■ **Provided records**:
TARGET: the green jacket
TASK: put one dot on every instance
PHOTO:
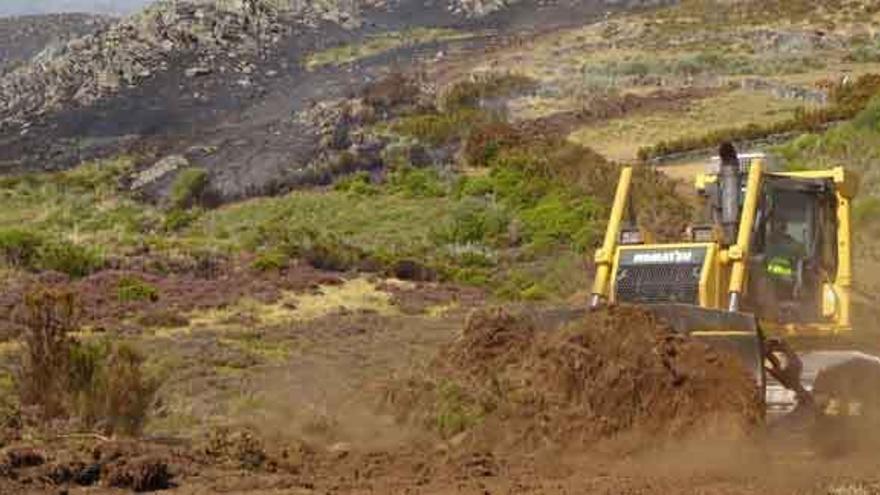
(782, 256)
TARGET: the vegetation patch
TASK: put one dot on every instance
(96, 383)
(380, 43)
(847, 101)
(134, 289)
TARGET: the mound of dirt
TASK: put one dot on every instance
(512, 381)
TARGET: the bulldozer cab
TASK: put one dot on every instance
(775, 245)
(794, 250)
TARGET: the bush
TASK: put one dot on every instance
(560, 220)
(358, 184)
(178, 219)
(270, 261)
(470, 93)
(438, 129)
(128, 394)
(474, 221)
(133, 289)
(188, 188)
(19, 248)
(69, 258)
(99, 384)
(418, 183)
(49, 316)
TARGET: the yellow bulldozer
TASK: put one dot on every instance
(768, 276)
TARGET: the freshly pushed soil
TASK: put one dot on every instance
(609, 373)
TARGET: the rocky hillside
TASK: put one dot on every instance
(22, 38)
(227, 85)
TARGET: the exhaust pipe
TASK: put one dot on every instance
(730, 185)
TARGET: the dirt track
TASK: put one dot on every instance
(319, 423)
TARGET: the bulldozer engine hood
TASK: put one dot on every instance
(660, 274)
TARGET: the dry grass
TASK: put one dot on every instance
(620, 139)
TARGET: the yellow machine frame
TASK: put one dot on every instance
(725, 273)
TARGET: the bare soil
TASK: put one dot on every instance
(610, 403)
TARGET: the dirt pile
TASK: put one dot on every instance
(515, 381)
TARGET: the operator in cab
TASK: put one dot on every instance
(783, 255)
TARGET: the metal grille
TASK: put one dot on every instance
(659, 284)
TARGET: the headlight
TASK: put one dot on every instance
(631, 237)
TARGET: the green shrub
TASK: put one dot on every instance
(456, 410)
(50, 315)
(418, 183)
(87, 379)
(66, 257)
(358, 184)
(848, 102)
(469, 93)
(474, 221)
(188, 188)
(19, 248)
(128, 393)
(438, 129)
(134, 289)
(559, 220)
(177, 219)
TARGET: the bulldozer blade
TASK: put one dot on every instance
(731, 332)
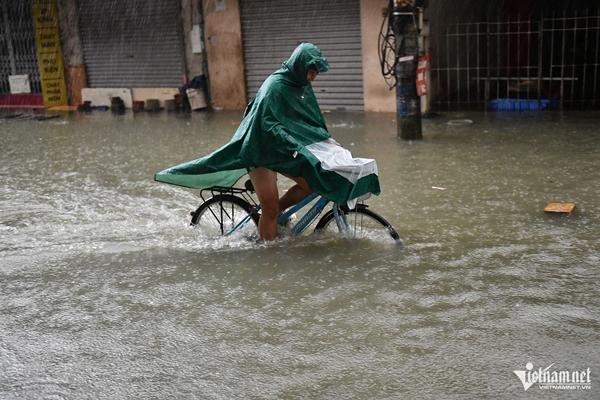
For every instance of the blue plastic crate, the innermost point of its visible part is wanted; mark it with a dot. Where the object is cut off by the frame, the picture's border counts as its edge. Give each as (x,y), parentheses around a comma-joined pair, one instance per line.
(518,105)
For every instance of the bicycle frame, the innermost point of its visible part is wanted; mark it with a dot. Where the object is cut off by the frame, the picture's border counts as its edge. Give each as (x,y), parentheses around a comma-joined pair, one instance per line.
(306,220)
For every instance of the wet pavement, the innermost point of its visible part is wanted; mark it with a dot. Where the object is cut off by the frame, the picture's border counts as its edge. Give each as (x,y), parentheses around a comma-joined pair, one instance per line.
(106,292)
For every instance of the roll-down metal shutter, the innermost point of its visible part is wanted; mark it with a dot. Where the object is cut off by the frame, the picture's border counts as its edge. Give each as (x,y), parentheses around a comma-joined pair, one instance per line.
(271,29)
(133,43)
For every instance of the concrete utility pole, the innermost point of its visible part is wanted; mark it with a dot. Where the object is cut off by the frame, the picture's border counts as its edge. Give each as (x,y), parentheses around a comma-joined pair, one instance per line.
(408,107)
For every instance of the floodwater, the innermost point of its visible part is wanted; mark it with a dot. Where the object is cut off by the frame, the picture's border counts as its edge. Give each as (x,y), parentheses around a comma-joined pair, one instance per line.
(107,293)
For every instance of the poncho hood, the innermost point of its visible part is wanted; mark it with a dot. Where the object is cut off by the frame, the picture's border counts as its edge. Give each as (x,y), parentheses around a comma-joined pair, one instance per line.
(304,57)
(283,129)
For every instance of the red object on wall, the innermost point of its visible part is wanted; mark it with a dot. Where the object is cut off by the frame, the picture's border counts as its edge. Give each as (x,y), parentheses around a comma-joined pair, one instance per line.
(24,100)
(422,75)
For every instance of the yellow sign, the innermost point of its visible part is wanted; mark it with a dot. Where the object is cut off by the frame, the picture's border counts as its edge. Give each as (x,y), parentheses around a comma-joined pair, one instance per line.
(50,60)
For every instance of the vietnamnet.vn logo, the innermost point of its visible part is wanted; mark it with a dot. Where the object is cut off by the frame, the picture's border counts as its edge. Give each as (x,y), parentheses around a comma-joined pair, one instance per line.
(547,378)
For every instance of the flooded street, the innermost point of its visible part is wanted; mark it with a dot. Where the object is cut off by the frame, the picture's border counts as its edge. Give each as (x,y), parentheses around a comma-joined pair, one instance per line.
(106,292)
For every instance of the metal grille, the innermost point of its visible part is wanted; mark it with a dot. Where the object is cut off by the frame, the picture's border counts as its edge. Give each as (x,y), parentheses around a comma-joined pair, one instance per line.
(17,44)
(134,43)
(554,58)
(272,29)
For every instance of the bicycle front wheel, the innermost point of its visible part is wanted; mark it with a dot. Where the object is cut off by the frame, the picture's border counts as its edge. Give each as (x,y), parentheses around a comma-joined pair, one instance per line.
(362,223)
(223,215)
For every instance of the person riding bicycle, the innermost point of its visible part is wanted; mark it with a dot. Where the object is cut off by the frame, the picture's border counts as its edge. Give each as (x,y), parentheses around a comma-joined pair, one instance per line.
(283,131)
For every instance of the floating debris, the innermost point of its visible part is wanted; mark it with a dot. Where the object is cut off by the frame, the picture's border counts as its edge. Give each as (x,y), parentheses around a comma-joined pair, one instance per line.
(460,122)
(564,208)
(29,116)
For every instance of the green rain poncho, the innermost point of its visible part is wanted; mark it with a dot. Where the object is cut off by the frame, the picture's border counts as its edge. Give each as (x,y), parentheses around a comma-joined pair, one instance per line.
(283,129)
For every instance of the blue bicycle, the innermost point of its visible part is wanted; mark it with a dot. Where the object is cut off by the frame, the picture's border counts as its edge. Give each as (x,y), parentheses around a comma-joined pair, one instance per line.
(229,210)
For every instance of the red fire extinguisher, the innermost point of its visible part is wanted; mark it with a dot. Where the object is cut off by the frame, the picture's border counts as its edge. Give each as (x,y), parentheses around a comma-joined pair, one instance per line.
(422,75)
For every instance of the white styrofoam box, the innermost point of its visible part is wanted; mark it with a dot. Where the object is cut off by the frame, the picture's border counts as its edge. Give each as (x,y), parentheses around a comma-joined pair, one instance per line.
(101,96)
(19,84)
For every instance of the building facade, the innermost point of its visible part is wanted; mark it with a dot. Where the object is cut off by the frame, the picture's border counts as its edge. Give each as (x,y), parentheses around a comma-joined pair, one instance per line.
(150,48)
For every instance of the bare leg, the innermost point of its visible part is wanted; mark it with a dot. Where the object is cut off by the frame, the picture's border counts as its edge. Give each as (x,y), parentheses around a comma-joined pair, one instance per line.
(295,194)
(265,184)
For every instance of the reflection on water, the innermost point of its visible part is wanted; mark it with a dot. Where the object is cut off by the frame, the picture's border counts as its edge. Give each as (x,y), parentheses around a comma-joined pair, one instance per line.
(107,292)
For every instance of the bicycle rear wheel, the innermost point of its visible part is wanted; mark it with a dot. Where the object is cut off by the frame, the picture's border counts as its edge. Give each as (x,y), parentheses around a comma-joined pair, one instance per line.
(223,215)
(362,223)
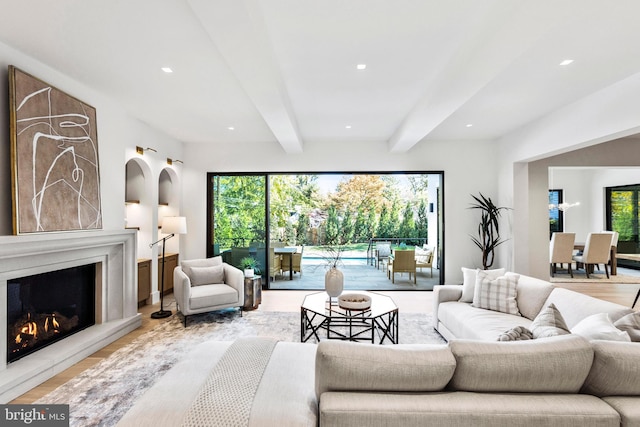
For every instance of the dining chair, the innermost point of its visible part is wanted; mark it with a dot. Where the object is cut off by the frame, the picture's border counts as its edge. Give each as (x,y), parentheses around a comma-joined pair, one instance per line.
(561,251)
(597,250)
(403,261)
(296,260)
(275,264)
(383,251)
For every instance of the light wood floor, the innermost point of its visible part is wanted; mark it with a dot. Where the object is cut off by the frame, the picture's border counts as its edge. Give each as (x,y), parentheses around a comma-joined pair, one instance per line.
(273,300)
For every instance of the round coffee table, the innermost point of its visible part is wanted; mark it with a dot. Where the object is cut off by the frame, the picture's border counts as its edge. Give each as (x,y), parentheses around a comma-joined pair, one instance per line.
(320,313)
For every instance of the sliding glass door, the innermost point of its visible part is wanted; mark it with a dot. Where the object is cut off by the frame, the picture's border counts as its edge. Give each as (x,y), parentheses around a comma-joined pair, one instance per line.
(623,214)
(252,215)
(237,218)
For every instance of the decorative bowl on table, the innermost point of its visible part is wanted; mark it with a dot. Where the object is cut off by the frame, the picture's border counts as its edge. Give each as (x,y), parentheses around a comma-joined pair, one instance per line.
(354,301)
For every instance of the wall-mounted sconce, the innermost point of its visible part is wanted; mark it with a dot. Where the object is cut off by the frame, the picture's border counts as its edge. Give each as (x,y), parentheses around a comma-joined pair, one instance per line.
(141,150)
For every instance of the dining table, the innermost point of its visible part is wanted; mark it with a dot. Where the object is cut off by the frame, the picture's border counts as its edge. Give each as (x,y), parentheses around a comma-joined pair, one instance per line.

■ **Problem details**: Rewrite the records from the line containing "For every instance of the wall-mounted" through to their end, putting "most central" wherever "innermost" appears and leaving every other word untouched.

■ **Solution to the problem**:
For every instance of the wall-mounted sconce, the most central point of its visible part is wanted; mark it with a dot. Where the object is cut off by the frame, the picture's border counts as its edge. Give each as (x,y), parentheses around a comma-joined pair, one instance per line.
(141,150)
For every instance of the dining table, the most central point of its visible part is wanted; mark it with a dot. Where the object is cut off by the frame, the picture's border counts as its edge. Give each as (x,y), parentheses around a comma-joined pair, one instance per line.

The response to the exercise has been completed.